[What you should do] Output an exact reproduction of the data.

[Data listing]
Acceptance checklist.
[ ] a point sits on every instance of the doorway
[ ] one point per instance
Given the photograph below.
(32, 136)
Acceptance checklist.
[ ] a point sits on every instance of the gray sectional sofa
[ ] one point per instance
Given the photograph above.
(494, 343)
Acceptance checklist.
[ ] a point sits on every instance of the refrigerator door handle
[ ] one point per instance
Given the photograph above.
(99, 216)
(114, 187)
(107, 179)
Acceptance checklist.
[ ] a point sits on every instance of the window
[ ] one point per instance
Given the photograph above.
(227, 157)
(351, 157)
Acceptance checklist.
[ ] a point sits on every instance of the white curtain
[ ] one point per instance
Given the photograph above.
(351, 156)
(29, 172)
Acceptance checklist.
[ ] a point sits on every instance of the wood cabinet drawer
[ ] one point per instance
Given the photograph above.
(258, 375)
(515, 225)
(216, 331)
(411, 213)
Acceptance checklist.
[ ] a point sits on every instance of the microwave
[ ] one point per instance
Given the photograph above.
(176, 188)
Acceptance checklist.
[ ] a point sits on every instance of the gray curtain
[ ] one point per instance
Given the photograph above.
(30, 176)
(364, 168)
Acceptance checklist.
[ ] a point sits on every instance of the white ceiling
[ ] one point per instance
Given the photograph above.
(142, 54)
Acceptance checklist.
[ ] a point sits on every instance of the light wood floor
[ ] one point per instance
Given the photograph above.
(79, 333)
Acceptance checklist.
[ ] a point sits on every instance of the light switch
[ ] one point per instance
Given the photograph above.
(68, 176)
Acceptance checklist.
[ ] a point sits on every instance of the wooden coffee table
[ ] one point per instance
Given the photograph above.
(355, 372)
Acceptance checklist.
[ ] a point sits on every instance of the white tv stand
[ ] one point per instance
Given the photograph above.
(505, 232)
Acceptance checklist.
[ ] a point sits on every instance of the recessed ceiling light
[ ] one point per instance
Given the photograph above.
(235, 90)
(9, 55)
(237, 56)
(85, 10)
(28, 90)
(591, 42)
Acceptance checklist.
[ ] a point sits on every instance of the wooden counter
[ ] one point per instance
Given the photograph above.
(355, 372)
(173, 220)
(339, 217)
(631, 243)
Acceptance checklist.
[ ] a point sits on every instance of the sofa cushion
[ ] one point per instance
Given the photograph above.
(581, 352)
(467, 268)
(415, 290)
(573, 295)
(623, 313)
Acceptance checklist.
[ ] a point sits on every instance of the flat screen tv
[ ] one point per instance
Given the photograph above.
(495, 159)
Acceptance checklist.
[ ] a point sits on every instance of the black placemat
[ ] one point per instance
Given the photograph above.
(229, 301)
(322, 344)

[Task result]
Acceptance checklist.
[ ] a point sits on every instance of the doorway
[ ] one point per instance
Given the photograph below.
(32, 136)
Acceptance checklist.
[ ] a point sits on every instance of the gray sectional sofa
[ ] one point per instance
Given the photograph above.
(494, 343)
Acceptance checklist.
[ ] a point sits on every instance of the refrigerator door handle
[ ] one point per instance
Given the photograph above.
(99, 216)
(114, 187)
(107, 179)
Acceptance checklist.
[ ] a point sits on every instance of the window
[ ] one point per instance
Given the photograph above.
(227, 157)
(351, 157)
Acceptance checklist.
[ ] a point sits on every instance of the white curtain
[ ] one point per instance
Given the photograph above.
(351, 156)
(29, 172)
Acceptance checklist.
[ ] a point sits on every instance of the wood cabinet drawer
[ ] one point per instance
Given the photograph above.
(258, 375)
(515, 225)
(216, 331)
(411, 213)
Acceptance checklist.
[ ] a point sits on every instance of the microwave
[ ] one point per instance
Given the photograph above.
(176, 188)
Acceptance checklist.
[ ] a point sits on every instance of the gray curtain
[ ] one point per instance
Given the photograph above.
(30, 176)
(364, 168)
Acceptance checklist.
[ ] a point sits on every instance of the white ceiling
[ ] one point per instance
Given the photograph above.
(142, 54)
Acceptance checklist.
[ ] a point sits on every instance of the light wood floor
[ ] one point per instance
Given the photograph above.
(79, 333)
Acceptance checklist.
[ ] a point sits on every instance of the light switch
[ ] one point per instance
Given the photograph above.
(68, 176)
Acceptance checklist.
[ ] a point sits on every instance of the wooden coffee table
[ ] one point per instance
Given the photograph above.
(355, 372)
Acceptance checklist.
[ ] a point sits on every instance of the white tv stand
[ ] one point per instance
Given the photograph above.
(505, 232)
Acceptance checklist.
[ ] a point sits on every instance of the recessed ceiling light
[ ] one point per instance
Given the photograph above.
(235, 90)
(9, 55)
(237, 56)
(85, 10)
(28, 90)
(591, 42)
Acceptance checklist.
[ ] a point sits on every instance of the wooden counter
[ ] one point per instance
Given the photograph above.
(355, 372)
(173, 220)
(339, 217)
(631, 243)
Acceptance checklist.
[ ] a point sits on every instance of the sofa cushion
[ ] one point per instance
Given the photograph above.
(581, 352)
(467, 268)
(415, 290)
(573, 295)
(623, 313)
Acceptance checklist.
[ ] a point sits on every instance of the flat screen tv
[ ] one point per instance
Given the photograph above.
(495, 159)
Acceptance checklist.
[ ] a point sits on every instance of the black placemat
[ ] one point per instance
Given the photograph above.
(229, 301)
(322, 344)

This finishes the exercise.